Extract provided
********************

This assignment is due Friday, September 19th, 2008, at 5:00pm. For due dates of future assignments, see CS202/Assignments.


1. Bureaucratic part

This part you will not be graded on, but you should do it anyway.

Send me email. My address is <aspnes@cs.yale.edu>. In your message, include:

  1. Your name.
  2. Your status: whether you are an undergraduate, grad student, auditor, etc.
  3. Whether you have ever taken a class that used Grade-o-Matic before.1

  4. Anything else you'd like to say.

2. Technical part

This part you will be graded on.

2.1. Logical equivalences

Which of the following propositions are logically equivalent?

  1. p ⇒ ¬r ⇒ ¬q
  2. p ⇒ q ⇒ r
  3. p ⇒ ¬(q ⇒ r)
  4. (p ∧ q) ⇒ r
  5. (p ⇒ q) ⇒ r
  6. (p ∨ q) ⇒ r

2.2. An attempt at realism

Suppose that our universe is the real numbers. Which of the following statements are true? Justify your answers.

  1. ∀y∃x y=x+1.
  2. ∀y∃x y²>x.

  3. ∀y∃x y²<x.

  4. ∃y∀x y²<x.

********************

Task instructions
**a)** In the CS202 assignment, what is the due date and time?
**b)** Can you extend the CS202 assignment past its final item with a few more statements and a new short section in the same style?
The lines that come next have no connection to the CS202 assignment above.

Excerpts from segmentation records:
********************

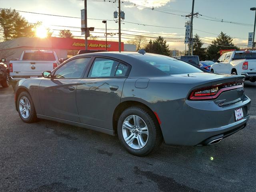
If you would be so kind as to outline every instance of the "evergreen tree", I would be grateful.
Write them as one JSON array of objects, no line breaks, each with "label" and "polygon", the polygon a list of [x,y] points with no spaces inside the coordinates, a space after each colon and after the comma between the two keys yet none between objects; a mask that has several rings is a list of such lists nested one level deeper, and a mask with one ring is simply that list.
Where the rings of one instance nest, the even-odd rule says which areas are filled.
[{"label": "evergreen tree", "polygon": [[59,35],[60,37],[64,37],[65,38],[73,38],[74,36],[72,33],[70,32],[69,29],[64,29],[64,30],[60,30],[59,33]]},{"label": "evergreen tree", "polygon": [[194,41],[195,42],[195,45],[193,46],[193,54],[194,55],[198,55],[199,57],[199,59],[200,60],[205,60],[206,57],[206,48],[202,47],[204,44],[204,43],[202,41],[197,34],[195,35]]},{"label": "evergreen tree", "polygon": [[166,41],[161,36],[159,36],[153,42],[150,40],[146,47],[145,50],[146,52],[149,53],[166,56],[170,55],[170,51],[168,46],[166,45]]},{"label": "evergreen tree", "polygon": [[3,30],[4,40],[20,37],[32,37],[35,26],[30,24],[24,17],[14,10],[1,9],[0,11],[0,28]]},{"label": "evergreen tree", "polygon": [[209,60],[212,60],[213,59],[218,59],[220,56],[220,50],[221,50],[235,49],[237,50],[239,50],[239,48],[234,46],[232,42],[232,41],[233,39],[232,37],[222,31],[217,38],[212,42],[213,45],[209,45],[207,48],[207,57],[208,59]]}]

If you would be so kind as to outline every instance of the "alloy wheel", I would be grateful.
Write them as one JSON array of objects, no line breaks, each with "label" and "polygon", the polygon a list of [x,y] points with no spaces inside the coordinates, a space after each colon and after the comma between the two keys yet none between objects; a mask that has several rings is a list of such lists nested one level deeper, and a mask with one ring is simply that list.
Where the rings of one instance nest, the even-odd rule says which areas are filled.
[{"label": "alloy wheel", "polygon": [[143,120],[137,115],[130,115],[124,120],[122,133],[124,141],[133,149],[142,149],[148,139],[148,126]]},{"label": "alloy wheel", "polygon": [[28,118],[30,114],[30,104],[28,98],[25,96],[20,98],[19,108],[22,117],[24,119]]}]

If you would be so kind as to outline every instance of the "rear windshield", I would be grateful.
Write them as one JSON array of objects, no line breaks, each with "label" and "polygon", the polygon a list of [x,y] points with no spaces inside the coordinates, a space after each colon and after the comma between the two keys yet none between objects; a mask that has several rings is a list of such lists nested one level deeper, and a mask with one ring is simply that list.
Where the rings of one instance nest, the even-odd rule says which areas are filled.
[{"label": "rear windshield", "polygon": [[203,72],[200,69],[188,63],[166,56],[148,54],[136,54],[130,55],[130,56],[145,61],[169,75]]},{"label": "rear windshield", "polygon": [[55,61],[55,60],[53,53],[43,52],[25,52],[22,58],[22,60],[24,61]]},{"label": "rear windshield", "polygon": [[256,53],[236,53],[233,60],[243,59],[256,59]]},{"label": "rear windshield", "polygon": [[199,64],[197,57],[182,56],[180,60],[196,66],[198,66]]}]

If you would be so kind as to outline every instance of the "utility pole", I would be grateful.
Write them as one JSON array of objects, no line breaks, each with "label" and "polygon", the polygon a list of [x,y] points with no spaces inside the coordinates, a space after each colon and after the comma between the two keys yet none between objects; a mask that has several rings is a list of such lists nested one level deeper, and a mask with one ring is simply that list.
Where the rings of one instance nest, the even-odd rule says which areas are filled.
[{"label": "utility pole", "polygon": [[195,0],[193,0],[192,3],[192,11],[191,12],[191,26],[190,26],[190,38],[191,38],[191,55],[193,55],[193,18],[194,17],[194,4],[195,3]]},{"label": "utility pole", "polygon": [[104,20],[102,21],[102,23],[106,24],[106,50],[108,50],[108,45],[107,44],[107,36],[108,36],[108,34],[107,33],[107,20]]},{"label": "utility pole", "polygon": [[84,24],[85,25],[85,33],[84,34],[84,38],[85,38],[85,50],[87,50],[87,47],[88,46],[87,41],[87,0],[84,0]]},{"label": "utility pole", "polygon": [[195,3],[195,0],[193,0],[192,2],[192,11],[191,14],[186,15],[186,17],[191,17],[190,19],[190,31],[189,35],[189,46],[188,47],[188,54],[189,55],[193,55],[193,18],[194,15],[198,16],[199,14],[198,12],[194,13],[194,5]]},{"label": "utility pole", "polygon": [[119,52],[121,52],[121,2],[118,0],[118,42]]},{"label": "utility pole", "polygon": [[255,37],[255,25],[256,25],[256,7],[252,7],[250,10],[251,11],[255,11],[255,18],[254,18],[254,26],[253,28],[253,37],[252,38],[252,50],[253,50],[254,45],[254,37]]}]

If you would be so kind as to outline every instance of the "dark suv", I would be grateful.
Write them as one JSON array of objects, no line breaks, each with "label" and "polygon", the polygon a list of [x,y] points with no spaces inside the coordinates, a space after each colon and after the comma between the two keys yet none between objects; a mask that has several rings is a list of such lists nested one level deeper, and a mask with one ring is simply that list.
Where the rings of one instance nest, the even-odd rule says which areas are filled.
[{"label": "dark suv", "polygon": [[0,83],[3,87],[8,87],[10,84],[10,71],[7,65],[4,63],[6,61],[3,58],[0,62]]}]

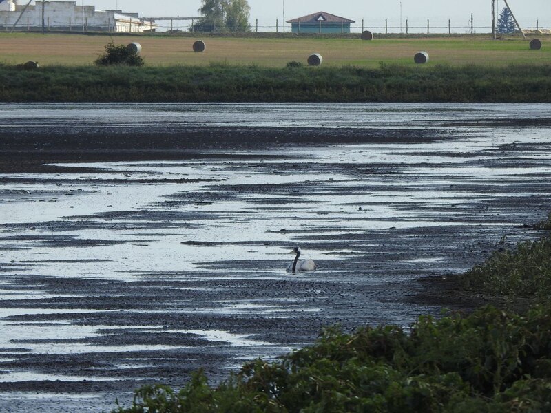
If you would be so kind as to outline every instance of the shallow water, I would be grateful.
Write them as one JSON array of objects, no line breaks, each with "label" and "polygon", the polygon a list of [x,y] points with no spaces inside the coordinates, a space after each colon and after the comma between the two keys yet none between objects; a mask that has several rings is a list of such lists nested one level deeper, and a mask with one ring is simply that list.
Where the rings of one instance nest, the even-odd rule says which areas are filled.
[{"label": "shallow water", "polygon": [[[182,160],[0,174],[2,388],[178,385],[202,365],[311,343],[322,326],[438,315],[408,299],[416,278],[470,268],[503,235],[536,236],[522,225],[550,209],[550,118],[551,105],[0,104],[0,129],[37,141],[222,128],[219,148]],[[225,147],[225,127],[258,129],[259,143]],[[335,143],[267,142],[266,127],[330,129]],[[342,128],[380,138],[340,144]],[[318,271],[285,272],[295,245]],[[90,409],[98,393],[114,400],[95,388]]]}]

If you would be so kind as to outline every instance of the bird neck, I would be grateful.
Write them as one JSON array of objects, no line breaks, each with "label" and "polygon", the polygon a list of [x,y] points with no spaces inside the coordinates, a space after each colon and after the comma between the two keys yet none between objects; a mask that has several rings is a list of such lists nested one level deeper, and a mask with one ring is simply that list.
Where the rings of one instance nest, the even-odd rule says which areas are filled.
[{"label": "bird neck", "polygon": [[293,272],[297,271],[297,262],[298,262],[298,256],[300,255],[300,253],[297,252],[297,256],[295,257],[295,261],[293,262]]}]

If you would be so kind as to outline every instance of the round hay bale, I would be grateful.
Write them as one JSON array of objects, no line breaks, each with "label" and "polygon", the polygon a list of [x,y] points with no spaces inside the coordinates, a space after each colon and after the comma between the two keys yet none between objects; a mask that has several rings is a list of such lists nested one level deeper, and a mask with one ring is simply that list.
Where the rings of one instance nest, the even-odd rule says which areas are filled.
[{"label": "round hay bale", "polygon": [[194,42],[194,52],[205,52],[207,48],[207,45],[202,40],[198,40]]},{"label": "round hay bale", "polygon": [[428,53],[426,52],[419,52],[416,53],[415,56],[413,57],[413,61],[421,65],[427,63],[428,61]]},{"label": "round hay bale", "polygon": [[309,66],[319,66],[323,62],[323,58],[319,53],[313,53],[308,56]]},{"label": "round hay bale", "polygon": [[29,61],[28,62],[25,62],[23,64],[22,67],[25,70],[34,70],[35,69],[39,68],[39,63],[35,62],[34,61]]},{"label": "round hay bale", "polygon": [[126,48],[129,52],[134,53],[134,54],[139,54],[140,52],[142,51],[142,45],[136,42],[131,43],[126,46]]},{"label": "round hay bale", "polygon": [[539,50],[541,48],[541,41],[539,39],[532,39],[530,41],[530,48],[532,50]]},{"label": "round hay bale", "polygon": [[362,40],[373,40],[373,34],[369,30],[366,30],[365,32],[362,32],[360,37]]}]

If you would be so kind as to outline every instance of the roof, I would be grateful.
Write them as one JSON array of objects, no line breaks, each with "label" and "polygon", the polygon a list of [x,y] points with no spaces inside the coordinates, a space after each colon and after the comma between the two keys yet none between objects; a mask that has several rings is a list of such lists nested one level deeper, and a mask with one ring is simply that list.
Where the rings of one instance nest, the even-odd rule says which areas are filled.
[{"label": "roof", "polygon": [[297,17],[293,20],[287,20],[286,23],[355,23],[353,20],[341,17],[340,16],[335,16],[331,13],[326,12],[318,12],[317,13],[312,13],[308,16],[302,16],[302,17]]}]

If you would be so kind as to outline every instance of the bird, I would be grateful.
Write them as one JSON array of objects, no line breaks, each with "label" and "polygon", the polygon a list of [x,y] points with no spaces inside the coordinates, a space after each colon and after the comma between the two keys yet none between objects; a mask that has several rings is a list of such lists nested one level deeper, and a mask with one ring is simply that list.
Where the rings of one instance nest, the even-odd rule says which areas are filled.
[{"label": "bird", "polygon": [[293,251],[289,253],[289,254],[296,254],[297,256],[295,257],[295,260],[293,262],[289,264],[287,267],[288,271],[296,273],[297,271],[313,271],[315,269],[315,263],[311,260],[298,259],[301,252],[300,248],[295,246],[293,248]]}]

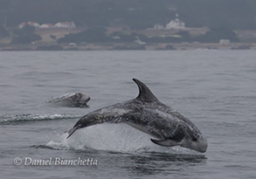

********************

Answers provided
**a)** Friday, September 19th, 2008, at 5:00pm.

**b)**
  5. ∃x∀y y=x+1.
  6. ∃x∀y y²>x.

  7. ∃x∀y y²≠x.
  8. ∀x∃y y²≠x.

2.3. A modeling problem

Consider the following axioms on a unary predicate B and a binary predicate S.

  1. ∃x B(x).
  2. ∀x∃!y S(x,y).
  3. ∀x∀y S(x,y) ⇒ B(x) ⇒ ¬B(y).

Answer each of these questions, justifying your answer in each case:

  1. Is there a model of these axioms with exactly one element?
  2. Is there a model of these axioms with exactly two elements?
  3. Is there a model of these axioms with exactly three elements?
  1. Ulterior motive: The information in your email will be used to create an account for you in Grade-o-Matic. (1)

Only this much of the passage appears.